TASK OBJECTIVE —
List every line of the rows below that contains the word "roof", copying each line in full. Case counts.

RECORDS SUPPLIED —
####################

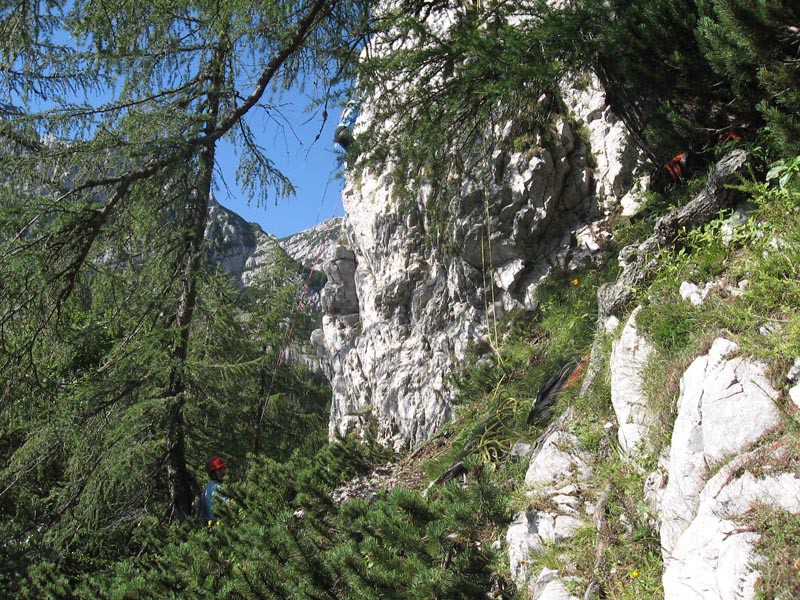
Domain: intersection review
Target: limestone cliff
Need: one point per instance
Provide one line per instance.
(401, 312)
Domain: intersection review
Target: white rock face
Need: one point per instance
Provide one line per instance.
(629, 355)
(555, 473)
(549, 586)
(726, 403)
(557, 463)
(528, 533)
(419, 308)
(613, 151)
(713, 558)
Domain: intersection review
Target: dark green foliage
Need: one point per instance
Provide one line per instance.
(284, 538)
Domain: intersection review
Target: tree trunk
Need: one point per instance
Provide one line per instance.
(182, 486)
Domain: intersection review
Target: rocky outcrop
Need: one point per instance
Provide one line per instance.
(629, 355)
(717, 390)
(400, 312)
(311, 246)
(554, 479)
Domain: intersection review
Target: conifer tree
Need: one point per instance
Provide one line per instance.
(111, 118)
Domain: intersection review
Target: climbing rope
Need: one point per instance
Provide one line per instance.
(292, 324)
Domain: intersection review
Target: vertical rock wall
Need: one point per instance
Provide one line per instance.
(401, 310)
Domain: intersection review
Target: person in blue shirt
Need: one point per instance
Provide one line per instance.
(343, 136)
(217, 469)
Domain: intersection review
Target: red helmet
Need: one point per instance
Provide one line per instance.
(214, 463)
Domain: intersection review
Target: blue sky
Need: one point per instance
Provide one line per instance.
(311, 166)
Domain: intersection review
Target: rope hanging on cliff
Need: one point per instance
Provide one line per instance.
(486, 243)
(290, 331)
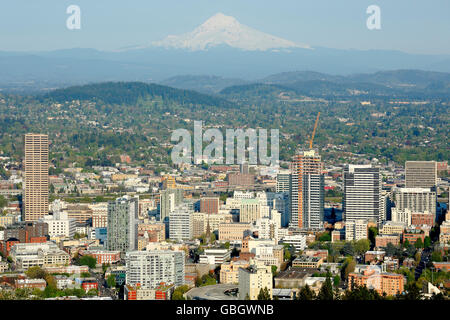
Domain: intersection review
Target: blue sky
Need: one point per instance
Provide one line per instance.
(408, 25)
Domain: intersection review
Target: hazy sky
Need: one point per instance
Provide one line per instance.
(415, 26)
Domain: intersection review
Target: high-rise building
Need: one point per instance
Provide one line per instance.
(306, 190)
(168, 182)
(283, 182)
(249, 210)
(244, 168)
(209, 204)
(149, 268)
(123, 217)
(362, 191)
(36, 176)
(420, 174)
(415, 199)
(169, 199)
(181, 223)
(313, 200)
(59, 224)
(253, 279)
(356, 230)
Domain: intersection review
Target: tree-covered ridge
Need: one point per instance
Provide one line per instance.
(130, 93)
(96, 132)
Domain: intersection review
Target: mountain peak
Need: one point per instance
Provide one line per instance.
(221, 29)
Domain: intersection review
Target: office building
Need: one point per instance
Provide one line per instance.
(149, 268)
(415, 199)
(283, 182)
(253, 279)
(306, 190)
(362, 191)
(59, 224)
(181, 223)
(356, 230)
(169, 199)
(389, 283)
(420, 174)
(249, 210)
(36, 176)
(209, 205)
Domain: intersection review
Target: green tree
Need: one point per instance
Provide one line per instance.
(373, 232)
(36, 273)
(336, 280)
(264, 294)
(105, 267)
(89, 261)
(179, 291)
(427, 242)
(326, 291)
(326, 236)
(348, 267)
(412, 292)
(361, 293)
(111, 281)
(419, 243)
(274, 271)
(361, 246)
(306, 293)
(406, 243)
(348, 249)
(3, 202)
(436, 256)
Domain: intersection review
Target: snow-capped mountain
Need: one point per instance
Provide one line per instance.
(225, 30)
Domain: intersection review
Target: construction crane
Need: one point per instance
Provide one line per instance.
(314, 131)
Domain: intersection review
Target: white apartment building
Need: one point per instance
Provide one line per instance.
(298, 241)
(150, 268)
(356, 230)
(47, 254)
(415, 199)
(181, 223)
(253, 279)
(362, 192)
(59, 224)
(401, 215)
(215, 256)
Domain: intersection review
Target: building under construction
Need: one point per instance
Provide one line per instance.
(307, 188)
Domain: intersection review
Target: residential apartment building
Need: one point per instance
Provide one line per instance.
(389, 283)
(415, 199)
(356, 230)
(59, 224)
(252, 280)
(181, 223)
(362, 192)
(306, 190)
(36, 180)
(420, 174)
(122, 232)
(149, 268)
(229, 271)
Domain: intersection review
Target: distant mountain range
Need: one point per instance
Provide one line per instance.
(229, 52)
(225, 30)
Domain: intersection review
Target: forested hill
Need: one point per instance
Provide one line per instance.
(129, 93)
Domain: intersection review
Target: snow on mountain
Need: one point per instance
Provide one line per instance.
(225, 30)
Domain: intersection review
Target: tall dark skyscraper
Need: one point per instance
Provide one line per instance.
(307, 190)
(36, 176)
(362, 191)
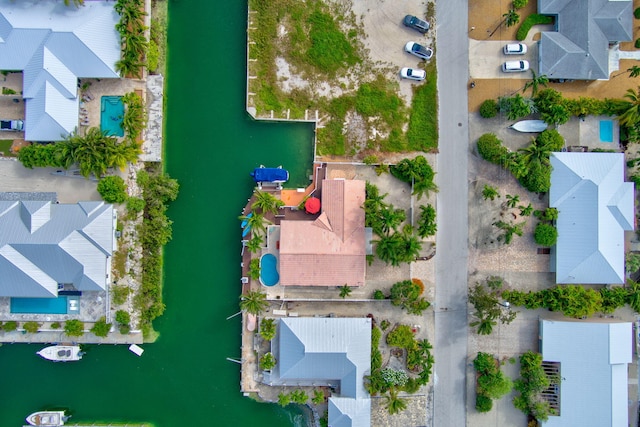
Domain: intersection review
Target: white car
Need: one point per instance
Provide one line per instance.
(413, 74)
(418, 50)
(515, 49)
(515, 66)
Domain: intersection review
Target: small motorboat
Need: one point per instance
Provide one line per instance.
(529, 126)
(47, 418)
(61, 353)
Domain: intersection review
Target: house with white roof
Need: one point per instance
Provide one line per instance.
(54, 46)
(46, 246)
(595, 207)
(334, 352)
(591, 360)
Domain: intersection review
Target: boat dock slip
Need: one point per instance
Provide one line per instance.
(136, 349)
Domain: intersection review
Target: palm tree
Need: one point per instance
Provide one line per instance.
(634, 71)
(536, 81)
(254, 302)
(631, 115)
(267, 202)
(394, 403)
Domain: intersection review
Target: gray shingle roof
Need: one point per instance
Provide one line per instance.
(595, 207)
(327, 351)
(593, 361)
(43, 244)
(54, 46)
(579, 47)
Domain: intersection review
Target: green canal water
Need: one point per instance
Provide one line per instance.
(184, 378)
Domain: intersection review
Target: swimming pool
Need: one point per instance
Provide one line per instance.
(606, 130)
(39, 305)
(111, 114)
(268, 270)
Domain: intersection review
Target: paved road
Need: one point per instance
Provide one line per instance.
(451, 260)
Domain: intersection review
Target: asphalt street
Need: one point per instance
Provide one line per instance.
(451, 260)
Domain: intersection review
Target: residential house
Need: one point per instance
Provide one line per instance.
(330, 250)
(579, 47)
(591, 364)
(595, 207)
(55, 45)
(332, 352)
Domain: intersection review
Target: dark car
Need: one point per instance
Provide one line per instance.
(416, 23)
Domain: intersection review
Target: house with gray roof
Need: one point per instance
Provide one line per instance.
(55, 45)
(579, 47)
(45, 246)
(590, 360)
(595, 207)
(334, 352)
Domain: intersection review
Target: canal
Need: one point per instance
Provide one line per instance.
(184, 378)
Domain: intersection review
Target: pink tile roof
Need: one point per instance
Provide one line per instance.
(329, 251)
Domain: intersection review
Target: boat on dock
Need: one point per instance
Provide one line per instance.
(276, 176)
(47, 418)
(529, 126)
(61, 353)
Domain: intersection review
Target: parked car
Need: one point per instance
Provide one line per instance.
(11, 125)
(418, 50)
(413, 74)
(515, 49)
(515, 66)
(416, 23)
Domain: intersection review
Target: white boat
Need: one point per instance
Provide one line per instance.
(529, 126)
(61, 353)
(47, 418)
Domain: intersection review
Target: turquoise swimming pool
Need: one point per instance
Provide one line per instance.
(606, 130)
(111, 114)
(268, 270)
(39, 305)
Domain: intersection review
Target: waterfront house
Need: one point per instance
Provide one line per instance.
(329, 250)
(47, 247)
(595, 208)
(54, 46)
(584, 31)
(330, 352)
(590, 363)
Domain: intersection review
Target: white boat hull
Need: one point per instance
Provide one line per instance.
(47, 418)
(61, 353)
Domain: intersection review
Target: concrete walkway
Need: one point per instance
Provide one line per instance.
(452, 241)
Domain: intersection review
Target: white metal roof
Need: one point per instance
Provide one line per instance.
(593, 361)
(55, 45)
(595, 207)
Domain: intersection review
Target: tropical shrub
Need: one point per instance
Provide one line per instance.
(31, 327)
(112, 189)
(488, 109)
(529, 22)
(74, 328)
(545, 234)
(101, 328)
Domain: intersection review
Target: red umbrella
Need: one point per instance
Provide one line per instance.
(312, 205)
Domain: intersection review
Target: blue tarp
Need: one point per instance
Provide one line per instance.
(270, 175)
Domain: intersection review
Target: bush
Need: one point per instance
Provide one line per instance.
(123, 317)
(519, 4)
(491, 149)
(112, 189)
(10, 326)
(31, 327)
(545, 234)
(101, 328)
(74, 328)
(489, 109)
(483, 403)
(529, 22)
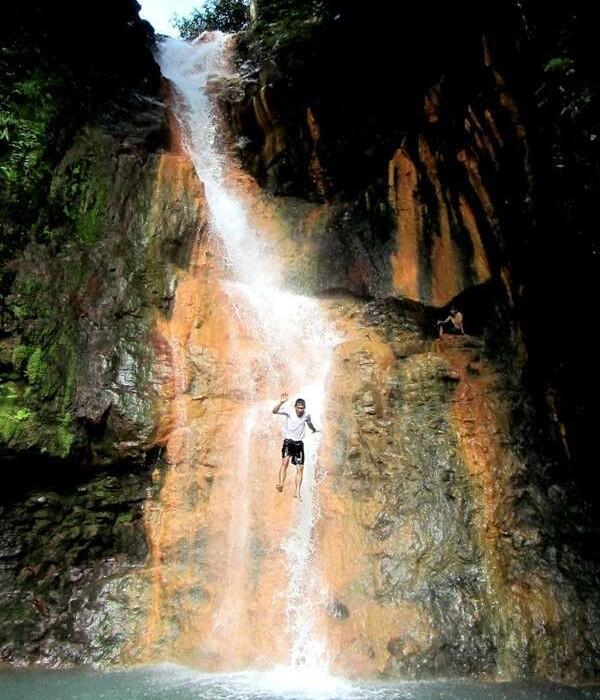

####################

TASK OUTPUT —
Target: house with white roof
Target: gray shingle roof
Target: house with gray roof
Target: pink tile roof
Target: white metal roof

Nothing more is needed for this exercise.